DATASET RECORDS START

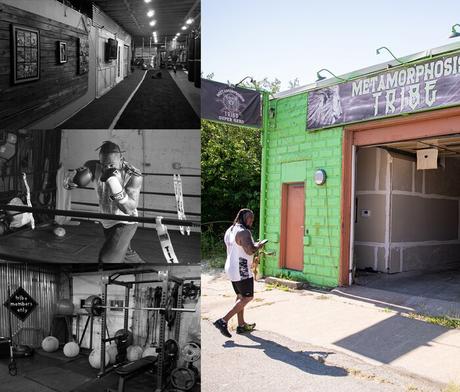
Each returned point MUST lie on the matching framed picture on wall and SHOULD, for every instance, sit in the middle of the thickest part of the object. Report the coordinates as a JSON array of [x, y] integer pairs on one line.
[[25, 54], [83, 55], [62, 52]]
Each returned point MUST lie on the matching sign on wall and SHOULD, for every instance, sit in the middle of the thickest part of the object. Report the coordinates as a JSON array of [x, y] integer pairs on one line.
[[25, 54], [21, 304], [233, 105], [420, 86]]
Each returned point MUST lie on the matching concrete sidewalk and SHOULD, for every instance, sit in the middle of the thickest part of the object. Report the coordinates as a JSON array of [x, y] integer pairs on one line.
[[365, 330]]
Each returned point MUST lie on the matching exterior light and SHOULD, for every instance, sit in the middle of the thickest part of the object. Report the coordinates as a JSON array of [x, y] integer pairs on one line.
[[455, 33]]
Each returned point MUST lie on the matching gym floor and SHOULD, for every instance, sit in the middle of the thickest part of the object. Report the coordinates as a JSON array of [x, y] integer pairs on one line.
[[81, 244], [164, 103], [53, 372]]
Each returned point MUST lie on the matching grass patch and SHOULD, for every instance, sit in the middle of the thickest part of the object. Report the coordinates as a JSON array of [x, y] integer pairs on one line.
[[443, 321], [452, 387], [278, 286]]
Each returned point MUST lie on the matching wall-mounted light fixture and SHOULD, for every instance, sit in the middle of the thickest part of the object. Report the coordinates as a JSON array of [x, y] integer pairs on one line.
[[246, 77], [454, 32], [320, 177], [379, 50], [321, 77]]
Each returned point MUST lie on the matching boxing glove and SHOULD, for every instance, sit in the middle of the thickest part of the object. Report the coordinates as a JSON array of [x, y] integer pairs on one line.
[[82, 178]]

DATASET RECORDS END

**PROBLEM REQUIREMENTS**
Without any pictures, return the entries exactly as given.

**RESPONSE**
Each returned point MUST lie on the matching framed picture on wall and SHOULD, for every instance, sit in the middle of the thickest part of the object. Report the coordinates as a JSON array of [x, y] integer pairs on one line.
[[25, 54], [83, 55], [62, 52]]
Each returned point MUST lie on the matching sign on wall and SHOULD, for every instance, sit in the middle of the thickest part of the object. Report the coordinates as a JSON array of [x, y] integer pairs on one line.
[[25, 54], [21, 304], [233, 105], [420, 86]]
Each returned point MUST lie on the matching concrete sidewalk and SHOULD, for every instance, sit in the middle of the thickest part of the object. Report the coordinates as a JSON array of [x, y] integer pairs on one line.
[[365, 330]]
Each returned point MUST lie on the matching exterior light and SHOULD, for every instance, sit in the middle of the thickest part of the object. Report the coordinates as a JSON array of [x, y] integer pairs on one line.
[[455, 33]]
Each returned point MUST lie on the matching gym floor and SHOULD, for every instance, sit in the middle of the thickest part of the object. Report the coordinates as a JSON array of [x, y] integer pairs on one line.
[[81, 244], [164, 103], [53, 372]]
Each returned point MUST lie on the matching grass patch and SHOULD, for every instance, sit in the middle of the thickest part of the object. Report the coordinates as a JSON array of [x, y] integer pairs on one line.
[[443, 321], [452, 387], [278, 286]]
Each returned point MUST lie on the matching wall-mounted light fixture and SHOULD, for every instance, sit in the middle of the thickest part of the object. Report the coordinates as a JSON array of [x, y] integer pairs on one line.
[[246, 77], [454, 32], [320, 177], [379, 50], [321, 77]]
Each returned point MUST lie on the matching boxing glove and SHOULD, for every instance, sit in the middle of the thickest part of the object. Report the coordinates as a JSON array of [x, y] integer pairs on one line.
[[82, 178]]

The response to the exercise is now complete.